%%
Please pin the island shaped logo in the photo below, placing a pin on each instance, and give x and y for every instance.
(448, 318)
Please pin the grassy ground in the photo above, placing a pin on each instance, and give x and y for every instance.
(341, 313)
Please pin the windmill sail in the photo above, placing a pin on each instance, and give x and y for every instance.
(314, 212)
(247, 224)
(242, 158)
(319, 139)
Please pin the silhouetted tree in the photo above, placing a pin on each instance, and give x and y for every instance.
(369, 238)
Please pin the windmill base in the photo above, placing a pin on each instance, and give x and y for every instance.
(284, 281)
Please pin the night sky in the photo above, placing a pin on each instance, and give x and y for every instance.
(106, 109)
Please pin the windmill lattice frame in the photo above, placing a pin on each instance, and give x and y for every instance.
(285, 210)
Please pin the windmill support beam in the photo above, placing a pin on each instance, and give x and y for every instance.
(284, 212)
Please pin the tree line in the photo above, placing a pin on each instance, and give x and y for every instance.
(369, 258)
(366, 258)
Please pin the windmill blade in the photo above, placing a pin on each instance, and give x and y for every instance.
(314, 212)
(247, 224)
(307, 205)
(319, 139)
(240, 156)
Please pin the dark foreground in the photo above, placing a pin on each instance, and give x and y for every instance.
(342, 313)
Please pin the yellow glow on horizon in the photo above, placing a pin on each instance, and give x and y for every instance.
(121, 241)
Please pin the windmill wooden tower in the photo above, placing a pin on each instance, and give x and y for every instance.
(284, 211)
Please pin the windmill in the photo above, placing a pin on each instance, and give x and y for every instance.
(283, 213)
%%
Exercise details: The answer is the line containing "Please pin the windmill in" together with every line after it in the records, repeated exactly and with nothing else.

Written response:
Please pin the windmill in the photo above, placing a pin on each instance, and give x and y for every instance.
(283, 213)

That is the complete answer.